■ Aim of the task
In full and unaltered, output the records below.

______

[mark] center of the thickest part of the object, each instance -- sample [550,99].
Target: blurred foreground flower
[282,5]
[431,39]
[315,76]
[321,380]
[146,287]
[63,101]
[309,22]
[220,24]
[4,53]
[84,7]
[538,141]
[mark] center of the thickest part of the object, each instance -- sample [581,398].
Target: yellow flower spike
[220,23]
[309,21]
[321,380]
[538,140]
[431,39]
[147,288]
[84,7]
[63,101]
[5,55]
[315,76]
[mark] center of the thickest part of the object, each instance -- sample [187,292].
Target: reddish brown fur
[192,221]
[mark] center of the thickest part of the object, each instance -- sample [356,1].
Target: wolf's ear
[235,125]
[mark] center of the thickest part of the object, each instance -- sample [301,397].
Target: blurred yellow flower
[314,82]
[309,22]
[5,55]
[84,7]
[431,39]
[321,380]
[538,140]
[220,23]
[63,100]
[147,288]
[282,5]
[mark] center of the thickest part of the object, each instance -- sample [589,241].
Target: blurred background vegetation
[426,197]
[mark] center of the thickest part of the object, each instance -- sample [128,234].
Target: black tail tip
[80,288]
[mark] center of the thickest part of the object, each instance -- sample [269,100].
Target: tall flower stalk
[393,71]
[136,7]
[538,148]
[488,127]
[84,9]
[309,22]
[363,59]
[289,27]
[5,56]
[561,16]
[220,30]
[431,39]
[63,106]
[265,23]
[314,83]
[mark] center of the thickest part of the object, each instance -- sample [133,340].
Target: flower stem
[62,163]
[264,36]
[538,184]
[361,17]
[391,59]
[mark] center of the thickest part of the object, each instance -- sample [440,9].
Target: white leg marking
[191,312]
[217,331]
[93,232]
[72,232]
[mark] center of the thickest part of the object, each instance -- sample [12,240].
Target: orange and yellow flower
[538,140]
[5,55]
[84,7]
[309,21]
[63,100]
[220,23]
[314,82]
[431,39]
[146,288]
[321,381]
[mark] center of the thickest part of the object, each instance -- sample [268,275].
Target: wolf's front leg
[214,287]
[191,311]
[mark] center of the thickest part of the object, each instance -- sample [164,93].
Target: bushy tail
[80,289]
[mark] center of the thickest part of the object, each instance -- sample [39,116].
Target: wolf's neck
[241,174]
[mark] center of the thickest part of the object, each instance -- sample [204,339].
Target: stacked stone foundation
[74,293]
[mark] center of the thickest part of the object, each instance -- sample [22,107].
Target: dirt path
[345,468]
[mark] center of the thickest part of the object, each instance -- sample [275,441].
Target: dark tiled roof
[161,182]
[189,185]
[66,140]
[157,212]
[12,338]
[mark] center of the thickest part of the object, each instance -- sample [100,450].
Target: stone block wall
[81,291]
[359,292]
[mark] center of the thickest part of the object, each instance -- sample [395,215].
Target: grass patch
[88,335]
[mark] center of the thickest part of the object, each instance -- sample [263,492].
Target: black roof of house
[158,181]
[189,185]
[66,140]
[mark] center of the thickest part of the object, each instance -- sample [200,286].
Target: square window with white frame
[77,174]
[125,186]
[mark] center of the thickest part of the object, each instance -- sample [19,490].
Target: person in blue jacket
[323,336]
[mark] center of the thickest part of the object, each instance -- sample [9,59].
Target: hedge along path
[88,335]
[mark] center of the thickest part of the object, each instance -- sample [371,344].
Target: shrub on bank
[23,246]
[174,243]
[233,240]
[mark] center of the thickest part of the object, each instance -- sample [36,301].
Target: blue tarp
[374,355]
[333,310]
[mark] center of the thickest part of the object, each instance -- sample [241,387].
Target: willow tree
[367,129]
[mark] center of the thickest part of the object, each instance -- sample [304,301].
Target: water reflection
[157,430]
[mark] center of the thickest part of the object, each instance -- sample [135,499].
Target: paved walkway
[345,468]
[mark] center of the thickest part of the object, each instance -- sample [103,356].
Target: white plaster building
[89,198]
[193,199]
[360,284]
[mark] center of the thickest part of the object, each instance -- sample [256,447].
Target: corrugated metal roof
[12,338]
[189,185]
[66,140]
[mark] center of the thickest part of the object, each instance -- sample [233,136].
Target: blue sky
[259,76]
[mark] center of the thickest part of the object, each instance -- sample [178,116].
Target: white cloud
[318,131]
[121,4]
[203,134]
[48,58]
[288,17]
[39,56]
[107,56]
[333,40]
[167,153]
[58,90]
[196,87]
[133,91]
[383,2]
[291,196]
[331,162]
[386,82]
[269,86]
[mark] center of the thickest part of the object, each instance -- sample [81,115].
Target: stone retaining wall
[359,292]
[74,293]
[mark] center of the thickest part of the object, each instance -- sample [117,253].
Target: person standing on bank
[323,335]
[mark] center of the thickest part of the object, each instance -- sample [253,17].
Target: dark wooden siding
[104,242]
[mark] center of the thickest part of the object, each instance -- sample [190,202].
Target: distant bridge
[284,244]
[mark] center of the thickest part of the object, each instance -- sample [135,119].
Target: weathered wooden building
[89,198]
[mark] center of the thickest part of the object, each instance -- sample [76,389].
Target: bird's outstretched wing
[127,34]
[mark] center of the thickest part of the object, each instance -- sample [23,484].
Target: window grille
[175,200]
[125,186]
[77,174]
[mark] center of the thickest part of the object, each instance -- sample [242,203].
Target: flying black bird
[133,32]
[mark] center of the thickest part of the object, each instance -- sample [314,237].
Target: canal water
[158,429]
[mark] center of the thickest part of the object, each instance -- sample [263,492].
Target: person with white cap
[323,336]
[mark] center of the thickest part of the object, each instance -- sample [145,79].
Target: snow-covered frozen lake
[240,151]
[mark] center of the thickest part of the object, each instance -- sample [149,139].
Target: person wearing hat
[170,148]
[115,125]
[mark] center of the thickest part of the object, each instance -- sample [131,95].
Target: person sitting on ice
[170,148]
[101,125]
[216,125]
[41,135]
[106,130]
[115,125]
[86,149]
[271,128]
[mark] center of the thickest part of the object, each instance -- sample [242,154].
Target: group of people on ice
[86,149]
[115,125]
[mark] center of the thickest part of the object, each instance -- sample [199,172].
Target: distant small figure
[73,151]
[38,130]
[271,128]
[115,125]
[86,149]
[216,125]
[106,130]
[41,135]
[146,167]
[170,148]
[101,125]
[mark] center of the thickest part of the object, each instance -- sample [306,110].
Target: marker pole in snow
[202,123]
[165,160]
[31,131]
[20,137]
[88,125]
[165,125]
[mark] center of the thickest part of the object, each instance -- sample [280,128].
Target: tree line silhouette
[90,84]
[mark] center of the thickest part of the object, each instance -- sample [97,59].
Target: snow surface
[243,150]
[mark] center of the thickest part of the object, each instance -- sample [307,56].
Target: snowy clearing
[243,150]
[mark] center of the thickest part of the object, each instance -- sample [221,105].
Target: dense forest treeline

______

■ Reply to the task
[mark] center of the thickest part of the object, each instance -- sample [550,99].
Target: blurred foreground flower
[282,5]
[431,39]
[315,76]
[321,380]
[146,287]
[63,101]
[309,22]
[220,24]
[4,53]
[84,7]
[538,141]
[mark] center of the thickest part of the object, each instance -- sample [581,398].
Target: yellow flower spike
[220,23]
[309,21]
[321,380]
[538,140]
[431,39]
[147,288]
[84,7]
[63,101]
[5,55]
[315,76]
[mark] center of the thickest part of the object, each instance -- sample [187,292].
Target: reddish brown fur
[192,221]
[mark] center of the thickest part of the object, each instance -- sample [356,1].
Target: wolf's ear
[235,125]
[mark] center of the thickest part of the object, each instance -- sample [301,397].
Target: blurred yellow flower
[314,82]
[309,22]
[5,55]
[84,7]
[431,39]
[321,380]
[538,140]
[220,23]
[63,100]
[147,288]
[282,5]
[mark] center of the thickest part of the object, each instance -- sample [589,241].
Target: blurred background vegetation
[426,197]
[mark] center of the thickest part of the object, each instance -- sample [128,234].
Target: black tail tip
[80,288]
[mark] center of the thickest part of the object, each instance -- sample [269,100].
Target: tall flower stalk
[393,71]
[136,7]
[538,148]
[488,127]
[84,9]
[309,22]
[363,59]
[289,27]
[5,56]
[561,16]
[220,30]
[431,39]
[63,106]
[265,23]
[314,83]
[mark] center of the thickest part of the object, each instance -- sample [133,340].
Target: flower stem
[62,163]
[264,36]
[538,184]
[361,17]
[391,59]
[mark] center of the thickest part of the object, each instance -- sample [440,9].
Target: white leg marking
[191,312]
[217,331]
[93,232]
[72,232]
[mark] center of the thickest part of the object, each instance -- sample [12,240].
Target: orange and yellow flower
[538,140]
[5,55]
[84,7]
[309,21]
[63,100]
[220,23]
[314,82]
[431,39]
[146,288]
[321,381]
[mark] center of the thickest part of the object, each instance -- sample [268,275].
Target: wolf's front leg
[214,287]
[191,311]
[mark] center of the thickest part of the object, each instance -- sample [164,93].
Target: bushy tail
[80,289]
[mark] center of the thickest part of the object, each instance -- sample [39,116].
Target: wolf's neck
[241,174]
[mark] center of the thickest part of the object, each instance -- sample [204,339].
Target: stacked stone foundation
[74,293]
[mark] center of the thickest part of the object, each instance -- sample [22,107].
Target: dirt path
[345,468]
[mark] center of the thickest part of the object, each instance -- sample [275,441].
Target: dark tiled roof
[161,182]
[189,185]
[66,140]
[157,212]
[12,338]
[mark] center of the thickest part of the object, each instance -- sample [100,450].
Target: stone block wall
[81,291]
[359,292]
[mark] center of the thickest part of the object, each instance -- sample [395,215].
Target: grass patch
[88,335]
[mark] center of the thickest part of the object, each instance -- sample [263,492].
Target: black roof of house
[158,181]
[189,185]
[66,140]
[mark] center of the thickest part of the object, each instance -- sample [200,286].
Target: square window with white frame
[77,174]
[125,186]
[mark] center of the thickest part of the object, each instance -- sample [19,490].
Target: person in blue jacket
[323,336]
[mark] center of the thickest part of the object, each instance -- sample [9,59].
Target: hedge along path
[88,335]
[mark] center of the thickest part of the object, each instance -- sample [371,344].
Target: shrub on bank
[23,246]
[174,243]
[233,240]
[mark] center of the thickest part of the object, each instance -- sample [36,301].
Target: blue tarp
[374,355]
[333,310]
[mark] center of the thickest part of the object, each instance -- sample [241,387].
Target: willow tree
[367,129]
[mark] center of the thickest part of the object, each instance -- sample [304,301].
Target: water reflection
[157,430]
[mark] center of the thickest part of the object, each instance -- sample [135,499].
Target: paved walkway
[345,468]
[mark] center of the thickest part of the object, each instance -- sample [103,356].
Target: white plaster building
[89,198]
[193,199]
[360,284]
[mark] center of the thickest part of the object, each instance -- sample [256,447].
Target: corrugated metal roof
[12,338]
[189,185]
[66,140]
[mark] center of the thickest part of the object, each instance -- sample [233,136].
Target: blue sky
[259,76]
[mark] center of the thickest part of the object, each instance -- sample [178,116].
Target: white cloud
[318,131]
[121,4]
[203,134]
[48,58]
[288,17]
[39,56]
[107,56]
[333,40]
[167,153]
[58,90]
[196,87]
[133,91]
[383,2]
[291,196]
[331,162]
[386,82]
[269,86]
[mark] center of the thickest part of the object, each instance -- sample [81,115].
Target: stone retaining wall
[359,292]
[74,293]
[mark] center of the thickest part of the object, each instance -- sample [117,253].
Target: person standing on bank
[323,335]
[mark] center of the thickest part of the object, each instance -- sample [253,17].
Target: dark wooden siding
[104,242]
[mark] center of the thickest part of the object, each instance -- sample [190,202].
Target: distant bridge
[284,244]
[mark] center of the thickest part of the object, each instance -- sample [135,119].
Target: weathered wooden building
[89,198]
[mark] center of the thickest part of the object, each instance -- sample [76,389].
Target: bird's outstretched wing
[127,34]
[mark] center of the thickest part of the object, each instance -- sample [23,484].
Target: window grille
[175,200]
[125,186]
[77,174]
[mark] center of the thickest part of the object, each instance -- sample [242,203].
Target: flying black bird
[133,32]
[mark] center of the thickest part of the object, each instance -- sample [314,237].
Target: canal water
[158,429]
[mark] center of the thickest part of the object, each instance -- sample [263,492].
Target: person with white cap
[323,336]
[mark] center of the thickest part of the object, each instance -- sample [145,79].
Target: snow-covered frozen lake
[240,151]
[mark] center of the thickest part of the object, each instance -- sample [149,139].
Target: person wearing hat
[170,148]
[115,125]
[mark] center of the thickest part of the object, each instance -- sample [131,95].
Target: person sitting on ice
[170,148]
[101,125]
[216,125]
[41,135]
[106,130]
[115,125]
[86,149]
[271,128]
[mark] center of the thickest part of the object, each instance -- sample [242,154].
Target: group of people on ice
[86,149]
[115,125]
[mark] center of the thickest part of the object, each instance -- sample [199,172].
Target: distant small figure
[73,151]
[38,130]
[271,128]
[115,125]
[86,149]
[216,125]
[106,130]
[41,135]
[146,167]
[170,148]
[101,125]
[mark] center of the thickest part of the object, each instance -- sample [306,110].
Target: marker pole in snow
[202,123]
[165,160]
[31,131]
[20,137]
[88,125]
[165,125]
[mark] center of the thickest part of the object, each instance -- sample [280,128].
Target: tree line silhouette
[90,84]
[mark] center of the thickest part of the object, each instance -- sample [97,59].
Target: snow surface
[243,150]
[mark] center of the thickest part of the object, each instance -- sample [307,56].
Target: snowy clearing
[243,150]
[mark] center of the thickest part of the object, each instance -- sample [221,105].
Target: dense forest treeline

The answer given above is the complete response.